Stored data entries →
========================

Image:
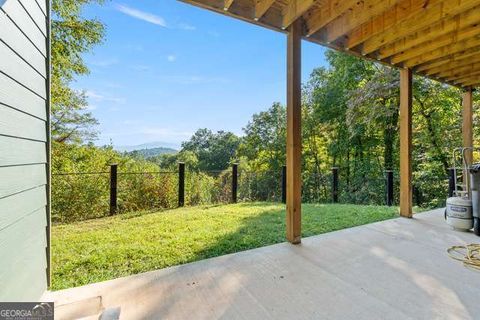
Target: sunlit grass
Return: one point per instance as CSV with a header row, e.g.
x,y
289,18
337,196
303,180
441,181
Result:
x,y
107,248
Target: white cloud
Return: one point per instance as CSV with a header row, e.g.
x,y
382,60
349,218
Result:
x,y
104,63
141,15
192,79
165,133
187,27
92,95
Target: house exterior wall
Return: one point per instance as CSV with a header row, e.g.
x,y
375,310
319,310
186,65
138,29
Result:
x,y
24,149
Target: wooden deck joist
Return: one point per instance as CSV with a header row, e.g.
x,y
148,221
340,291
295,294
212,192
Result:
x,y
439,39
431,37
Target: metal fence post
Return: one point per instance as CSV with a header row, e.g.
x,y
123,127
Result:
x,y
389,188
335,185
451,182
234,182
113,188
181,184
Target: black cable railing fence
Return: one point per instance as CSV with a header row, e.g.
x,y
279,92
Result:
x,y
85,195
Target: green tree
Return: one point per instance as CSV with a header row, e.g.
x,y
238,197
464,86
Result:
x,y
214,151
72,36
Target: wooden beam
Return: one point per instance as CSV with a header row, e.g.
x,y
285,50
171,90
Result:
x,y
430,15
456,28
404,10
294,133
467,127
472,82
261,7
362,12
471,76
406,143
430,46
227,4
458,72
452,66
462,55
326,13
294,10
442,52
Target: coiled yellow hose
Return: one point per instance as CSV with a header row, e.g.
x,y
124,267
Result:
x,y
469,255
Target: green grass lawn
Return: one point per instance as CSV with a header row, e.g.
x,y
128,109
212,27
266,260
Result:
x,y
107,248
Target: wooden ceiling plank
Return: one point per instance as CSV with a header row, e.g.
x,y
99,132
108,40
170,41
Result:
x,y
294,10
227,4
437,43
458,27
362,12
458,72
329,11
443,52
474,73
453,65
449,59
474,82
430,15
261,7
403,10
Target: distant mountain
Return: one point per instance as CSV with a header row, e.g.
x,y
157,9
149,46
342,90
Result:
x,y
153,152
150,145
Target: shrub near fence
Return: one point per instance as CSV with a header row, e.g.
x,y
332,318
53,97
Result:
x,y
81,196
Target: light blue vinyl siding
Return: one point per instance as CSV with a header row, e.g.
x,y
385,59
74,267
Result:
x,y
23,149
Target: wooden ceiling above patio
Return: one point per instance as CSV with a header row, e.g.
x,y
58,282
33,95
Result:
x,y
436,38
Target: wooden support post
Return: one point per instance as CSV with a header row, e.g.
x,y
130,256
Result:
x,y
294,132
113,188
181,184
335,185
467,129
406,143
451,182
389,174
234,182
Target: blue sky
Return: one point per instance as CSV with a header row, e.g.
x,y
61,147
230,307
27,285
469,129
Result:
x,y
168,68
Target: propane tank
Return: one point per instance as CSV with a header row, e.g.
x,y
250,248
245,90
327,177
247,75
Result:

========================

TASK BRIEF →
Count the lines of the data that contain the word "post", and give only that number.

SOLUTION TO THIS PROBLEM →
2